* START THE DATA *

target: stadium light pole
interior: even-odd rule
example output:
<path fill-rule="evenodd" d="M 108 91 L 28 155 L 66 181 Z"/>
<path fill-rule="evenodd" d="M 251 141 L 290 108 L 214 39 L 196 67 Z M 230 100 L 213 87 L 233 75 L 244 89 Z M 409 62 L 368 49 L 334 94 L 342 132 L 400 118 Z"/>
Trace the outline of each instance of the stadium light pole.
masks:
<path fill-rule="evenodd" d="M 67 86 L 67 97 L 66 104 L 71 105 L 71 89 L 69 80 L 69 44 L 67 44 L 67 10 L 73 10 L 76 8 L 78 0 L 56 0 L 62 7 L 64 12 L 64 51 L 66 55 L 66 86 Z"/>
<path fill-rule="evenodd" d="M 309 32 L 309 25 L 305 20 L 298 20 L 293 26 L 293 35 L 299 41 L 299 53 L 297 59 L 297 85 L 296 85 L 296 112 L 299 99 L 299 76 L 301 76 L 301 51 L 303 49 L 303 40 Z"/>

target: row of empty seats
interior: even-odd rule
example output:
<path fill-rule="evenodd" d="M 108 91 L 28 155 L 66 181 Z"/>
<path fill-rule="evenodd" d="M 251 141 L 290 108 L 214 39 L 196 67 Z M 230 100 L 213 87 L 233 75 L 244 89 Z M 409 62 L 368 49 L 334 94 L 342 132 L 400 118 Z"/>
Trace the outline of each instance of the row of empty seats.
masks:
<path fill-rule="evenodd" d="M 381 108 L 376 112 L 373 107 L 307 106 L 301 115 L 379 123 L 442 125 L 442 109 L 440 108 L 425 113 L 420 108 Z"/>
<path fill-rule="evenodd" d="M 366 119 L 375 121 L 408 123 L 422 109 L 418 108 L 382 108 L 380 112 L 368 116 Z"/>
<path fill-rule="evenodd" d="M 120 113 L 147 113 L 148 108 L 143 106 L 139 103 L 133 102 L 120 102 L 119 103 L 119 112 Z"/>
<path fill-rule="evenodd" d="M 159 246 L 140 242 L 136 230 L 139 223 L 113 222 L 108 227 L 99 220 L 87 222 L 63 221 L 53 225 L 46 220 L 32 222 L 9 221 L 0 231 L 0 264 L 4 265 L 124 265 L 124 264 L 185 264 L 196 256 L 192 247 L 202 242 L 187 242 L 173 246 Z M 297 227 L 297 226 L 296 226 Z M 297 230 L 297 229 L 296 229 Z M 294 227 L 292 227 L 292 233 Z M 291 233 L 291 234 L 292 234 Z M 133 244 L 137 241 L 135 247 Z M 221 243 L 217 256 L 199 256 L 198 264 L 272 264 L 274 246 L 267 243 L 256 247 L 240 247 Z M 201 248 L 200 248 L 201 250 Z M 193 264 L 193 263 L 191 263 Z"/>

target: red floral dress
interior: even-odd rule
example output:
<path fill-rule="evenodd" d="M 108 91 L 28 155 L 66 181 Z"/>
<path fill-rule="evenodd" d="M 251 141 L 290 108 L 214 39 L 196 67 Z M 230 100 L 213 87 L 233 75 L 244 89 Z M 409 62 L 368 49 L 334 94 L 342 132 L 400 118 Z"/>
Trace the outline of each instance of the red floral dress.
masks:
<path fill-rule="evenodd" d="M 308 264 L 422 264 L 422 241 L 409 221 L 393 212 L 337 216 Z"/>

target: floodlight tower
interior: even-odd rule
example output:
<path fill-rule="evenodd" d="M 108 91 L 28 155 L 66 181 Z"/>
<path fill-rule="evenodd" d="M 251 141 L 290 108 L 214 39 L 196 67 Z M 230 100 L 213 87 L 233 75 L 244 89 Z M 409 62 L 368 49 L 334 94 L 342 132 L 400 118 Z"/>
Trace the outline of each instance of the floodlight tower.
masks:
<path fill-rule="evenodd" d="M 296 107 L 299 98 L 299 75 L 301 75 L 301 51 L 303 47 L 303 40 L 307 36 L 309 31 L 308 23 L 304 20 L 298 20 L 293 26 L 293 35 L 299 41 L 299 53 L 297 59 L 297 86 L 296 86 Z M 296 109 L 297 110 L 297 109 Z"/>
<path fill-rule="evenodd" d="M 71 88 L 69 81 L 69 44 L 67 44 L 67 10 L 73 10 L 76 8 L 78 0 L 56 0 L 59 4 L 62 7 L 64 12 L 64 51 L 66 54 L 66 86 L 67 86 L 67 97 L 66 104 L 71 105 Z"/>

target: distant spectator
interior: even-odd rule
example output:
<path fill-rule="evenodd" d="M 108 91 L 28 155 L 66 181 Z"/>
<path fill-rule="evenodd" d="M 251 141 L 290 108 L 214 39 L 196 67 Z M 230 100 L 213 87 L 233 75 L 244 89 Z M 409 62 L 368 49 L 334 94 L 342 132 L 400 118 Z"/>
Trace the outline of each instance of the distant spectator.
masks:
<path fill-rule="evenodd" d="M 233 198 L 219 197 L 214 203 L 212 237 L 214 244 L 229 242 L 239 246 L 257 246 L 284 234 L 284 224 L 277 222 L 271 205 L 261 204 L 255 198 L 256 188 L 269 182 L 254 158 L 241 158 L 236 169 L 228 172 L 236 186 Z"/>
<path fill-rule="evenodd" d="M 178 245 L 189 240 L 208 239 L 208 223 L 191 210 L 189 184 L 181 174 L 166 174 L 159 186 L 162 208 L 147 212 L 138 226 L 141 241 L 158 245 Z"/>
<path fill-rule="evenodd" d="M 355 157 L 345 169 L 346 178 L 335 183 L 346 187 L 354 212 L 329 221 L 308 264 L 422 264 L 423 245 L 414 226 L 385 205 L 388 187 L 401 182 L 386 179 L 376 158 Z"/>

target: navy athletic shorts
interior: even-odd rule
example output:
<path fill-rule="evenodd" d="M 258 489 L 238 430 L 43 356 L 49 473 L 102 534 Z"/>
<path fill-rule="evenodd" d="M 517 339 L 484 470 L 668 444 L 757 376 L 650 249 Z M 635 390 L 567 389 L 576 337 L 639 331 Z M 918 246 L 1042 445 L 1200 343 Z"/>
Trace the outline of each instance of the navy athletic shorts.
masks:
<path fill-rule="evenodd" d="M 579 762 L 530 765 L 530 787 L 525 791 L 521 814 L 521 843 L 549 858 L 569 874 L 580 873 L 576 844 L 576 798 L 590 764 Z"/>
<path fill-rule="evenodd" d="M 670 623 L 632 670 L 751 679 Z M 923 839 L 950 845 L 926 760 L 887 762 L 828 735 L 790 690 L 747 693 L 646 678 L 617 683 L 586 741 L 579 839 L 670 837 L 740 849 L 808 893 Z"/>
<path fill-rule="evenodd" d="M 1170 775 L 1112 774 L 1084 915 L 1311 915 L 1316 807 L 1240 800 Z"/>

* END THE DATA *

[PROBLEM]
Rewrite everything from the line containing "target: distant spectator" down to the line containing "355 157 L 345", replacing "distant spectator" with "seated fan" and leaving all else unchanged.

[SOLUTION]
target: seated fan
interior: even-odd rule
example output:
<path fill-rule="evenodd" d="M 108 91 L 28 155 L 66 181 Z"/>
<path fill-rule="evenodd" d="M 251 141 L 290 108 L 214 39 L 196 67 Z M 230 100 L 213 87 L 233 75 L 244 89 Z M 409 62 L 368 49 L 334 94 L 342 132 L 400 118 Z"/>
Trace the outline of each instance of the seated fan.
masks:
<path fill-rule="evenodd" d="M 233 198 L 219 197 L 214 203 L 212 237 L 214 244 L 229 242 L 239 246 L 257 246 L 284 234 L 284 224 L 277 222 L 271 205 L 261 204 L 255 198 L 256 188 L 269 182 L 254 158 L 241 158 L 236 169 L 228 172 L 236 186 Z"/>
<path fill-rule="evenodd" d="M 178 245 L 189 240 L 208 239 L 208 223 L 191 210 L 189 184 L 181 174 L 166 174 L 159 186 L 162 208 L 147 212 L 138 226 L 141 241 L 158 245 Z"/>
<path fill-rule="evenodd" d="M 355 157 L 345 169 L 346 178 L 335 183 L 346 187 L 354 212 L 329 221 L 308 264 L 422 264 L 423 245 L 414 226 L 385 205 L 388 187 L 401 182 L 386 179 L 376 158 Z"/>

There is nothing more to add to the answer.